| Written problem |
Update every entry below by replacing "drop a single marker" with "place one marker". Keep all other text the same.
____ Data for processing
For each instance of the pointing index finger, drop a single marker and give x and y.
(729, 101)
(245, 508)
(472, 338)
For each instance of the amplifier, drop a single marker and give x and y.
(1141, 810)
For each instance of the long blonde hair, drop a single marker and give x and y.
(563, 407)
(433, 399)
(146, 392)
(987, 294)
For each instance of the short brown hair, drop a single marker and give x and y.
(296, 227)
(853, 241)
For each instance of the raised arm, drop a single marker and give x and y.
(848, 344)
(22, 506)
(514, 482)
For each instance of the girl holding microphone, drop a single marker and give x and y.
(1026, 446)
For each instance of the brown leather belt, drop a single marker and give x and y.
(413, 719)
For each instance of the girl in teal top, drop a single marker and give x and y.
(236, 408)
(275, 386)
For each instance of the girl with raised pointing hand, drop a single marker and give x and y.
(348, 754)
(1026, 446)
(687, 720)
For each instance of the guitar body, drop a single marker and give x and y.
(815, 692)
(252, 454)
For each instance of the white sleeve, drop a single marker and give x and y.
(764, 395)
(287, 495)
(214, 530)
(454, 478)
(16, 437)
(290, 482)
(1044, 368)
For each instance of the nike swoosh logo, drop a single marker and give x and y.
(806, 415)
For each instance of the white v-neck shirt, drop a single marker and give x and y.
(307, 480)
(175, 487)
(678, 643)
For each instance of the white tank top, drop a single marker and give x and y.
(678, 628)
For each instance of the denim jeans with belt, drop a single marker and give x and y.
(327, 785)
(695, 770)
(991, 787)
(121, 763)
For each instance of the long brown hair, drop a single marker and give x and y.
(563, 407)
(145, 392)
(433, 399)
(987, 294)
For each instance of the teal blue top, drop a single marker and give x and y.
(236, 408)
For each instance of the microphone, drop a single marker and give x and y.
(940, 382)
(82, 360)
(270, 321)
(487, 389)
________
| Result of the task |
For each instance of the pointing index finger, place one marker and give x and y.
(729, 101)
(245, 508)
(472, 338)
For each instance of the amplifier, place one marker and give x and y.
(1141, 810)
For each instance of the long blonde hair, place one marker and give x and y.
(563, 407)
(433, 399)
(146, 392)
(987, 294)
For each instance of the short brown hair, place one marker and give x and y.
(296, 227)
(853, 241)
For each instance of the raised arm, place one marker and give x and y.
(848, 344)
(22, 506)
(514, 482)
For each instance of the girl holding microphone, place one marker and give x and y.
(1026, 446)
For each instance of the brown leather belt, place one marker and give x and y.
(413, 719)
For each instance of the girl in teal top, place one marker and give x and y.
(236, 408)
(275, 386)
For each instance of the girl with raised pointing hand, place one marker and give x and y.
(348, 754)
(1026, 446)
(687, 720)
For each instance of the guitar body, place one marker and give x and y.
(815, 692)
(252, 454)
For each instance of the white sleeve, place one marker and give x and y.
(764, 395)
(287, 495)
(214, 530)
(454, 478)
(16, 437)
(290, 482)
(1044, 368)
For each instance of the nike swoosh logo, place one marker and give x and y.
(806, 415)
For each instance of the white v-neck shirt, place one marker and give x and y.
(307, 480)
(175, 487)
(678, 643)
For each instance of the white tank top, place one marker and give x and y.
(678, 628)
For each instance of the denim jeans with belt, place one marker and give x and y.
(327, 785)
(695, 770)
(991, 787)
(121, 763)
For each instance of the long brown hair, place one marker and give x and y.
(563, 407)
(145, 392)
(433, 399)
(987, 294)
For each instance of the teal blue top, place one marker and give x and y.
(236, 408)
For each instance of the microphone, place one marker and give x and y.
(940, 382)
(82, 360)
(270, 321)
(487, 389)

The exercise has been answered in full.